### Trecho do documento:
O sonho de Belém completou dez anos. Em junho de 2024, quis comemorar aquele encontro convidando para os jardins todo o corpo diplomático e, em particular, os embaixadores de Israel e da Palestina, bem como o rabino e o secretário‐geral da mesquita de Roma: aquele arbusto já se tornou uma oliveira com mais de cinco metros de altura, e embora as armas não se tenham calado, embora continuemos a ver morrer tantos inocentes diante dos nossos olhos, e do modo mais cruel, milhares e milhares de palestinos e israelenses de boa vontade não desistem de esperar a chegada de um novo dia. Não devemos render‐nos, não devemos desistir de reclamar e construir relações de fraternidade, que antecipem a alvorada de um mundo em que todos os povos destruirão as suas espadas fazendo delas arados; e, ao mesmo tempo, hoje ainda mais do que ontem, devemos saber que a paz tem necessidade de corações transformados pelo amor de Deus, que desfaz os egoísmos e destrói os preconceitos. Tal como já proclamou João Paulo II, não há paz sem justiça, mas não há justiça sem perdão.

### Problema A:
Diga se cada afirmação concorda com o trecho sobre o sonho de Belém: (i) a oliveira já passa de cinco metros de altura; (ii) a comemoração do encontro foi em junho de 2023; (iii) segundo o trecho, as armas já se calaram. Responda sim ou não a cada uma, citando literalmente as palavras do trecho que decidem.
### Problema B:
Por favor, retome o trecho sobre o sonho de Belém e escreva a continuação a partir da última frase apresentada.

### Registros de dados:
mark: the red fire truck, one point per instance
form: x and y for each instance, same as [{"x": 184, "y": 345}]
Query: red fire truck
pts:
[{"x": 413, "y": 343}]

### Resposta do exercício A:
(i) Sim: "aquele arbusto já se tornou uma oliveira com mais de cinco metros de altura".
(ii) Não: "Em junho de 2024, quis comemorar aquele encontro".
(iii) Não: "embora as armas não se tenham calado".

### Resposta do exercício B:
O perdão não é traição e não é fraqueza, pelo contrário. Tal como disse no meu discurso diante do Congresso dos Estados Unidos, em setembro de 2015, imitar o ódio e a violência dos tiranos e dos assassinos é a melhor maneira de tomar o seu lugar. Por sua vez, a nossa resposta deve ser de esperança e purificação, de paz e de justiça. (…)
Substituamos a covardia das armas pela coragem da reconciliação.
A guerra tem um nome feminino, mas não tem um rosto de mulher: precisamos do olhar das mães; precisamos da sua coragem. E precisamos de arquitetos que encarnem esta consciência e esta visão. Pois não podemos permitir que o novo papa precise de regar aquela oliveira por mais dez anos.
Aos homens e às mulheres de todas as regiões do mundo e, sobretudo, aos jovens, digo: não acreditem em quem diz que nada pode mudar ou que lutar pela paz é uma procura de ingénuos, de "boas almas". Não cedei a quem vos quer fazer acreditar que é lógico conduzir uma existência contra os outros ou sem os outros, contra os povos ou sem os povos. Aqueles que o defendem, fingem‐se fortes, mas são fracos. Talvez se finjam mesmo sábios, mas são loucos. (…)
Nós não confundimos agressor e agredido, e não negamos o direito à defesa: afirmamos com convicção que a guerra nunca é "inevitável" e que a paz é sempre possível. (…)
Nós não somos neutros: estamos do lado da paz.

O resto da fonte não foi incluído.